■ **Problem requirements**: Please write out the records exactly.

[Material for this task]

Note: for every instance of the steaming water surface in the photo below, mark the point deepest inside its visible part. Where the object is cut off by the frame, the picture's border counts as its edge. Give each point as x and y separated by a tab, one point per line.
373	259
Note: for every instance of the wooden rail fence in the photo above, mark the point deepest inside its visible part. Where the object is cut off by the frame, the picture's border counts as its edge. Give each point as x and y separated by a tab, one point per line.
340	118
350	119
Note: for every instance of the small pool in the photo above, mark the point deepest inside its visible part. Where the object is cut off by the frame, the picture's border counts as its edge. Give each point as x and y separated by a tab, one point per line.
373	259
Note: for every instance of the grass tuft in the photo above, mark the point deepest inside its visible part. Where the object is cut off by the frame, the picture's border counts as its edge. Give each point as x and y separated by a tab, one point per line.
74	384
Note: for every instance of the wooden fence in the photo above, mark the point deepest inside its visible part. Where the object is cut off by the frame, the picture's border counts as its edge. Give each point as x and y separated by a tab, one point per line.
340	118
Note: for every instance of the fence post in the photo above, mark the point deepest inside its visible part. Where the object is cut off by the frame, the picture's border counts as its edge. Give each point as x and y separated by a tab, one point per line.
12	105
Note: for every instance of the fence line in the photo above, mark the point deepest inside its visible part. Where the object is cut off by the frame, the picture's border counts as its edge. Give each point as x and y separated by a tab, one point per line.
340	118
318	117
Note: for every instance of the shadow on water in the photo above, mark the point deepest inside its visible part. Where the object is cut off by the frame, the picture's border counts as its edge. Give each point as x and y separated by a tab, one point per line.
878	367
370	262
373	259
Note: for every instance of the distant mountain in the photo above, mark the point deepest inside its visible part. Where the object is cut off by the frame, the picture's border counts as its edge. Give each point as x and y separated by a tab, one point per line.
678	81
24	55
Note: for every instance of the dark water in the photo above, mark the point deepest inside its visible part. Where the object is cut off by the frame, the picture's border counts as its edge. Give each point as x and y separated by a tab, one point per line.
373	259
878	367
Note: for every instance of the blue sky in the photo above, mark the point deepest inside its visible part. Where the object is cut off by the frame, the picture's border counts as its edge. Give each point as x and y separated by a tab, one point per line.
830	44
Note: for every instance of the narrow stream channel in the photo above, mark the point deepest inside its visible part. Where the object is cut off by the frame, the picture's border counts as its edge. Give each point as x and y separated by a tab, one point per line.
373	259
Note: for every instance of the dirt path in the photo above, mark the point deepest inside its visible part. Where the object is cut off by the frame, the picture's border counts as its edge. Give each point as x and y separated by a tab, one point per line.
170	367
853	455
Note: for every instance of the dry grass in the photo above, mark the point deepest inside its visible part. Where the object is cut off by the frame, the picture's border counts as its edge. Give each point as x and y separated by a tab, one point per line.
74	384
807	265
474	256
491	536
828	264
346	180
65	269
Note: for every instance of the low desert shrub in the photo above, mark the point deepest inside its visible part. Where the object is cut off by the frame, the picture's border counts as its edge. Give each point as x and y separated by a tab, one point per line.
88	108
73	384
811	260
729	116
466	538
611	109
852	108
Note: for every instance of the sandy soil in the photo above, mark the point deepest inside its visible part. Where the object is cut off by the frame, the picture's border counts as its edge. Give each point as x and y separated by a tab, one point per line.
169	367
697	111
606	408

[/Material for this task]

■ **Solution to this problem**:
Note: for every instance of the steaming water surface in the photo below, mark the point deepest inside its visible part. Where the object is cut off by the frame, the picture's border counts as its edge. Give each point as x and y separated by a tab, one point per line.
373	259
Note: for every instance of the wooden rail fence in the photo above, mark the point deepest inside its visible part. Where the object is cut off by the frame, the picture's border counts as its edge. Give each point as x and y separated by a tab, one point per line.
340	118
350	119
Note: for every instance of the small pool in the photo above, mark the point deepest inside its visible part. Where the object is cut off by the frame, the picture's border counts as its edge. Give each point as x and y separated by a tab, one point per line.
373	259
Note: for every instance of the grass tuft in the photo above, mark the point deepest inside its visible part. Where the object is cut off by the frame, the picture's border counts as its edge. Give each point as x and y separated by a tab, one point per line.
74	384
Note: for every instance of the wooden fence in the photo above, mark the point deepest inside its visible part. Where the object is cut off by the frame, the picture's border counts as its edge. Give each point as x and y separated by a tab, one point per line.
340	118
Note: for every instance of the fence post in the photo above, mark the point deepest inside its visible part. Where the object is cut off by the frame, the picture's border counts as its edge. Give each point as x and y separated by a tab, one point per line.
12	105
Note: for every instance of the fence line in the photo above, mark the point deepest inside its visible part. Where the object is cut off by the frame, the picture's border counts as its edge. Give each point as x and y separated by a tab, one point per line.
340	118
318	117
Note: for every instance of the shadow on water in the photo above, mark the point deepest inside its visible part. Where the object is cut off by the frame, the picture's border counts as its edge. Give each point as x and y separated by a tab, one point per line.
878	367
370	262
373	259
Note: for every instance of the distant mountain in the photo above, mark the point deepest inside its visible part. Where the object is cut off by the frame, the picture's border counts as its edge. Give each point as x and y separated by a tab, one point per line.
678	81
24	55
Note: for every instance of the dark water in the photo above, mark the point deepest inside its visible part. Where the object is cut off by the frame, the picture's border counts as its edge. Give each point as x and y separated by a tab, one point per line.
373	259
878	367
Note: for every instance of the blue sky in the photo above, mark the point deepest inside its visible part. Where the object is cut off by the frame, the picture's border counts as its edge. Give each point as x and y separated by a tab, one point per line.
830	44
Note: for every instance of the narrow stream channel in the photo above, mark the point deepest inside its visible part. Where the object is cut off by the frame, the picture's border counts as its edge. Give each point as x and y separated by a tab, one point per line.
373	259
Note: for every instance of the dirt path in the photo above, mark the point deepest inside its visible part. Where the object is cut off by the frame, the picture's border counts as its edge. Give each point as x and y separated by a tab, one point per line.
170	367
853	455
Note: for every instance of the dry grass in the photo above, mark the point deepest inside its visible part. Where the object is cut off by the frame, the picture's border counts as its edge. Give each point as x and y separated by a tab, one point per line.
74	384
807	265
474	256
491	536
828	264
346	180
65	269
Note: for every instance of the low desert shrub in the photo above, mark the point deepest inside its visible part. Where the object is cut off by the frame, the picture's border counts as its edge. Give each point as x and y separated by a tab, one point per line.
88	108
73	384
811	260
729	116
466	538
611	109
852	108
Note: for every instance of the sandy soil in the photo above, mark the point deepest inside its visible part. Where the object is cut off by the frame, the picture's border counts as its edge. Give each point as x and y separated by a tab, one point per line.
169	367
697	111
606	408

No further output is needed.